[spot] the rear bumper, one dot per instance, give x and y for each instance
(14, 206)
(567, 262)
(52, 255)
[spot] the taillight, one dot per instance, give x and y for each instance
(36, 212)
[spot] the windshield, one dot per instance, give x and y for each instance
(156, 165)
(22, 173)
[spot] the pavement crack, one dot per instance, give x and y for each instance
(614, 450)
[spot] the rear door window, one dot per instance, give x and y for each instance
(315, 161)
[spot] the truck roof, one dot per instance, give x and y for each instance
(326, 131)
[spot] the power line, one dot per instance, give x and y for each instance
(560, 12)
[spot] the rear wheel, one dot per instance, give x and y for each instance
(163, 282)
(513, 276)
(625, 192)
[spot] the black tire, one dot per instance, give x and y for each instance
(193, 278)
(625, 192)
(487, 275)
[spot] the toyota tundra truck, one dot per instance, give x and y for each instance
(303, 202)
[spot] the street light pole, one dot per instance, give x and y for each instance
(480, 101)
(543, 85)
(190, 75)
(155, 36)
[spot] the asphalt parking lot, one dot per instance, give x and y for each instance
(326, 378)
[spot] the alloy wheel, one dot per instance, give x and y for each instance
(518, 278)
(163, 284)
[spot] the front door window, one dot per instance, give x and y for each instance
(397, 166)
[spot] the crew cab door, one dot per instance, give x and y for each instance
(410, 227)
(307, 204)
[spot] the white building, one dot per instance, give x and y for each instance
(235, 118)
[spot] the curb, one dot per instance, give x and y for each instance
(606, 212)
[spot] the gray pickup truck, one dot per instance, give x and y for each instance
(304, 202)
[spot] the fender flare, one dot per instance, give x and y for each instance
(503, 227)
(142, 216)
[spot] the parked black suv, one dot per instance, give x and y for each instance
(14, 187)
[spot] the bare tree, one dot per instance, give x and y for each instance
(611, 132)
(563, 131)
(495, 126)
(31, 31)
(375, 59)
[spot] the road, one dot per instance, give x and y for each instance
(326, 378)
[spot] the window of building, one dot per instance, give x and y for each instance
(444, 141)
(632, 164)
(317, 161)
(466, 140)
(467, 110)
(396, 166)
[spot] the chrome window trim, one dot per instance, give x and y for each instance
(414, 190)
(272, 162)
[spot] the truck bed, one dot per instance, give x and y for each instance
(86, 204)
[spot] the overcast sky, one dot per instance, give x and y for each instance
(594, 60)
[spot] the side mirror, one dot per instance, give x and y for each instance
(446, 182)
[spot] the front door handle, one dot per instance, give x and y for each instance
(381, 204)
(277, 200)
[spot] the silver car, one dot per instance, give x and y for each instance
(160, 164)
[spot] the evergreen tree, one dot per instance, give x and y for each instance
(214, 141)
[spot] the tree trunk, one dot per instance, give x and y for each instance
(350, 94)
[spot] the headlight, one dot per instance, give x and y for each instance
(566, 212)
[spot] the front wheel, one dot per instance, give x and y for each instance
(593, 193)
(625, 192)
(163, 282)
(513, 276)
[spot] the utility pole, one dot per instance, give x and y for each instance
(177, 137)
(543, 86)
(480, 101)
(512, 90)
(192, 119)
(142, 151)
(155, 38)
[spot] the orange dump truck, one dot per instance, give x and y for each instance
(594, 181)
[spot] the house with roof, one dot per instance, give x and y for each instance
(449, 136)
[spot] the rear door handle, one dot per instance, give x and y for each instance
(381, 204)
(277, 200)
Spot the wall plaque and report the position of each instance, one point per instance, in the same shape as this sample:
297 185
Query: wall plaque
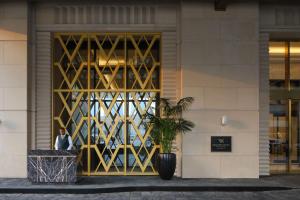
220 143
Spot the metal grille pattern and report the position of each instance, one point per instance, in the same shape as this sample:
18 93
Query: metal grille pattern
103 83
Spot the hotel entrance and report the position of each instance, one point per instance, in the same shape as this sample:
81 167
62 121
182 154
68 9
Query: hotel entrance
102 85
284 117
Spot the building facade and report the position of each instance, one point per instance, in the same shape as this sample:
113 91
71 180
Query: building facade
96 67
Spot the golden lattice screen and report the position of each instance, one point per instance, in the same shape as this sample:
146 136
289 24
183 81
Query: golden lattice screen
102 85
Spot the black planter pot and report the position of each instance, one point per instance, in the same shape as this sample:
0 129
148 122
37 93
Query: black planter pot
166 164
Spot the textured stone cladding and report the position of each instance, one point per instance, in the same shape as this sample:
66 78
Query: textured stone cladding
48 166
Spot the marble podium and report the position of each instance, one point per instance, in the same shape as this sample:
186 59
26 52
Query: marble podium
51 166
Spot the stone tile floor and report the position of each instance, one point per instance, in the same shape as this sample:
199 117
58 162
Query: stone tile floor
292 181
270 195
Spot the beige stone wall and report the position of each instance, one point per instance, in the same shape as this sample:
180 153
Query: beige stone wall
220 68
13 89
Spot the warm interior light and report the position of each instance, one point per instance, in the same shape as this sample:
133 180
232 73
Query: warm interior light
281 50
111 62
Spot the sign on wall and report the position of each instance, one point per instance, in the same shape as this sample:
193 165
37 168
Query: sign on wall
221 144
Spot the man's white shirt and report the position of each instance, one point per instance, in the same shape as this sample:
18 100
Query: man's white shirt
62 137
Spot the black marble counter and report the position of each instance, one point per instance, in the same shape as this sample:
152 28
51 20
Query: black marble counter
51 166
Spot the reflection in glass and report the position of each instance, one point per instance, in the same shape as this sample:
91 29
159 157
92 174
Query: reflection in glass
278 135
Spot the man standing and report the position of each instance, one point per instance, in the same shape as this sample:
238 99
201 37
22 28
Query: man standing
63 141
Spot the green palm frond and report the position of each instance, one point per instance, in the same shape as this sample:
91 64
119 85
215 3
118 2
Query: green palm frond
165 127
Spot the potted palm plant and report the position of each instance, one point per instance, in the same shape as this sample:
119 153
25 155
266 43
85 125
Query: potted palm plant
164 130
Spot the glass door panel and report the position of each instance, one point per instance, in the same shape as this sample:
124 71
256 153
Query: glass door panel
294 138
278 135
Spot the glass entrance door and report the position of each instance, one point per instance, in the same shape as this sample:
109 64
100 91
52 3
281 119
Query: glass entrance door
284 122
284 136
294 140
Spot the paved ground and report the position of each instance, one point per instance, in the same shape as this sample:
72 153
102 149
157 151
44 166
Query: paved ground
270 195
292 181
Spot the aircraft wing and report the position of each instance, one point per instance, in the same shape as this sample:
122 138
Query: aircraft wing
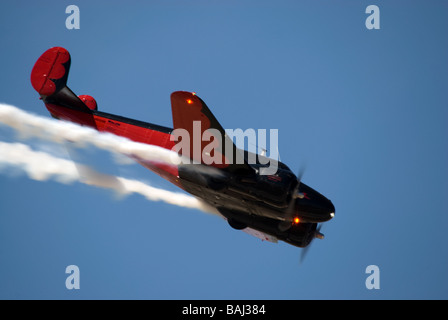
202 138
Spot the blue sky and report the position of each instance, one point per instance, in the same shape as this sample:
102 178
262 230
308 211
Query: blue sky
365 110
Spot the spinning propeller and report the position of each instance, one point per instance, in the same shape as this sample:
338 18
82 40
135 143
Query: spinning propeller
290 217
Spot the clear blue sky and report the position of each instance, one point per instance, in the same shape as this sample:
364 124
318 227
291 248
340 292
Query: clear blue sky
365 110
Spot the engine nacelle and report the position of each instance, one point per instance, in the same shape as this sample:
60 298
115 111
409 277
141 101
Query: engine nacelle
89 101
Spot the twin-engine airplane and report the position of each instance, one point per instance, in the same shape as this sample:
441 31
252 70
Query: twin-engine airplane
272 207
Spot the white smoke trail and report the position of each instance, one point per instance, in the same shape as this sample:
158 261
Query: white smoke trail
43 166
29 125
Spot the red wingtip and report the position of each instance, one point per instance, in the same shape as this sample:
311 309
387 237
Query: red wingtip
50 71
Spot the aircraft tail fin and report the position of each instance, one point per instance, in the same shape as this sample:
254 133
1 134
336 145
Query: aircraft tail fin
49 78
191 114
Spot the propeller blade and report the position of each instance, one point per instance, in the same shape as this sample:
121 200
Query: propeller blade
317 234
289 213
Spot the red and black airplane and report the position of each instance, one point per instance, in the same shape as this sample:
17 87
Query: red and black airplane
272 207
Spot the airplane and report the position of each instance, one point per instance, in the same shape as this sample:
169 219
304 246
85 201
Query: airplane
271 207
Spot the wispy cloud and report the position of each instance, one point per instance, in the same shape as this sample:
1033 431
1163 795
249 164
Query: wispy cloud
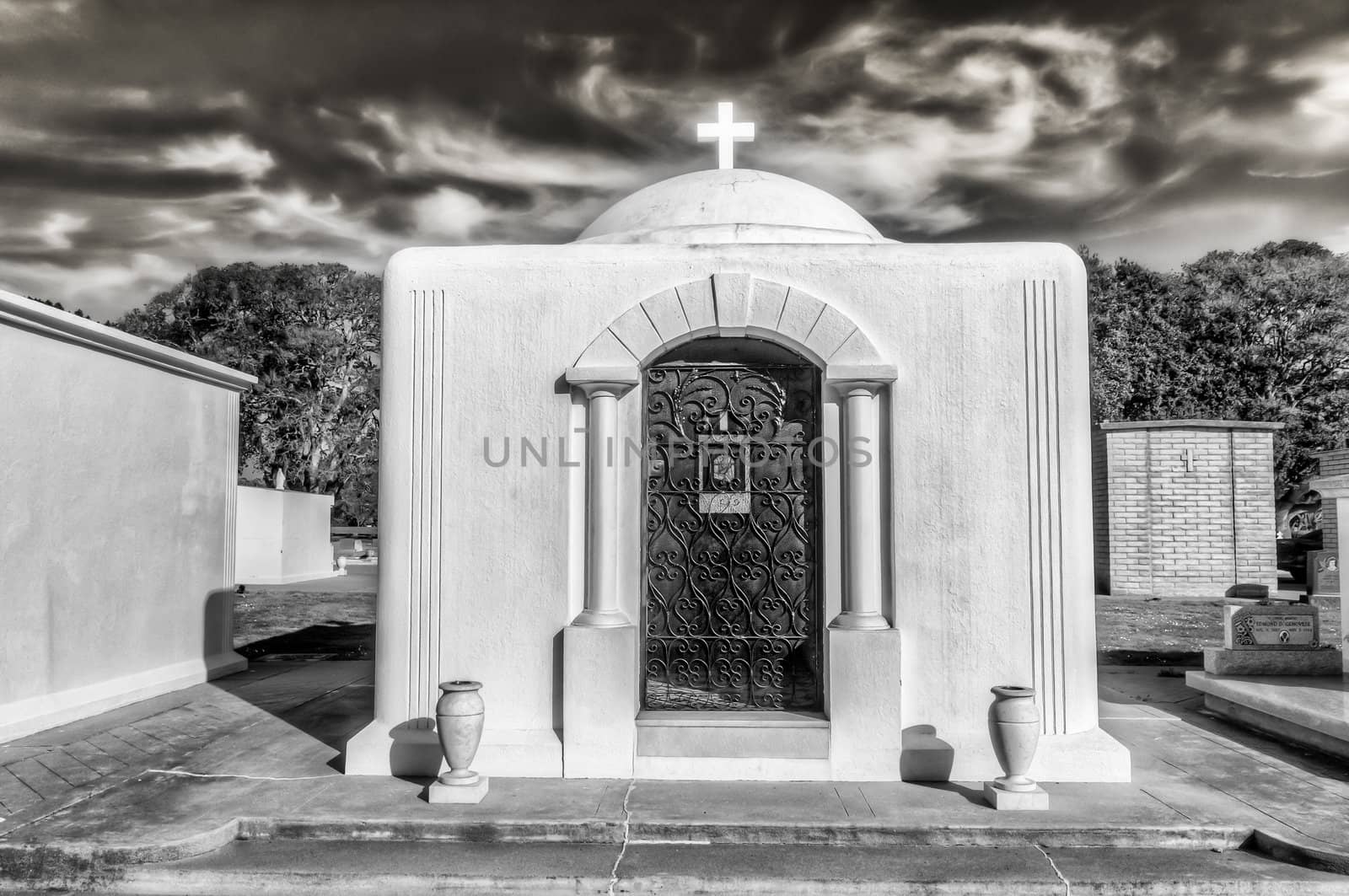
137 150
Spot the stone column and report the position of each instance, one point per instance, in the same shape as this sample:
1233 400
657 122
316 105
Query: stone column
863 523
863 656
599 647
604 453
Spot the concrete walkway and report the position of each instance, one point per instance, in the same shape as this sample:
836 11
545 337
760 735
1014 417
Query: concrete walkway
235 787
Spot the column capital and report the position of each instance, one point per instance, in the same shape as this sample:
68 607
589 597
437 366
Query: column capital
857 378
604 381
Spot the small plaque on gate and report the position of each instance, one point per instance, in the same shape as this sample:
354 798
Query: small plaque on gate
1293 626
723 502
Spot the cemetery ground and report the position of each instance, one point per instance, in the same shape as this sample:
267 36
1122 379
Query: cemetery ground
335 619
236 787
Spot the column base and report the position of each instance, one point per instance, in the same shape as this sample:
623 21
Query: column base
1090 756
600 620
860 621
599 700
865 727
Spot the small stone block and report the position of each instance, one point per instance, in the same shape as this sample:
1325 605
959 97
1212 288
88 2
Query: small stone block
1267 626
438 792
1223 662
1023 801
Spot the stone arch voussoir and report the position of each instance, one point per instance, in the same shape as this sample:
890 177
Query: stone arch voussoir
734 304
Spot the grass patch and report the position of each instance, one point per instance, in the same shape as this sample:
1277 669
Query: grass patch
1170 632
323 622
343 625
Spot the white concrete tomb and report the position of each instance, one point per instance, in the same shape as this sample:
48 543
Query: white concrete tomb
733 448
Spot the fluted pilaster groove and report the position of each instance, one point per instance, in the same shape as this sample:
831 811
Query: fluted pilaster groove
1045 502
425 507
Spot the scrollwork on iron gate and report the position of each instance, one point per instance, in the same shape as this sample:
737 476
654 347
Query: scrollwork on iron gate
732 612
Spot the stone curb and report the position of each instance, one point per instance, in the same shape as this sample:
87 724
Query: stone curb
1301 850
78 865
779 834
85 865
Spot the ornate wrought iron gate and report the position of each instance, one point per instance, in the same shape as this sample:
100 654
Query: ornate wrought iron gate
732 612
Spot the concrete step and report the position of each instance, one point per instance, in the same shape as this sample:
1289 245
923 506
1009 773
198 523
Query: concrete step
261 868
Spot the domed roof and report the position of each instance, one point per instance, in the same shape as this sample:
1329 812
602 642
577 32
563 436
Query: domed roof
730 206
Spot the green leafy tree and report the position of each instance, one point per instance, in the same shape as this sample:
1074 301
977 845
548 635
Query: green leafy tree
1278 334
1147 362
310 335
1255 335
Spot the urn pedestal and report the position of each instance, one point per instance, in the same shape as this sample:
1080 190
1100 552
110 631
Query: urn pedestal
1015 727
459 727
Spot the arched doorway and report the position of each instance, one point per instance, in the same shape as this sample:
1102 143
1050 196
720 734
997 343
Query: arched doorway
732 612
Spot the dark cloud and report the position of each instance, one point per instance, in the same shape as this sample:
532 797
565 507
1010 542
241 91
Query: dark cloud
146 138
89 175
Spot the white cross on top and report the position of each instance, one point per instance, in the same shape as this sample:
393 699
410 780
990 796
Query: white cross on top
726 134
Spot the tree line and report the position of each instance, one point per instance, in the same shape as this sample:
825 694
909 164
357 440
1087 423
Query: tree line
1251 335
1254 335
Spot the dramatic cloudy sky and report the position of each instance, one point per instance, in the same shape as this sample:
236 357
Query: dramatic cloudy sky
142 139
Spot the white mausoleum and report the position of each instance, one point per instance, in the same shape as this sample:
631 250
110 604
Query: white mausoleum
735 487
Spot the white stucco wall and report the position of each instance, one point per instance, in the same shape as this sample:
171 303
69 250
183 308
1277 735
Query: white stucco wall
###
> _What to work on_
Extract all lines from the material above that include the word "stucco".

> _Written answer_
Spot the white stucco wall and report the position of each instance, one point per instance, in the same shape as this sample:
Query: white stucco wall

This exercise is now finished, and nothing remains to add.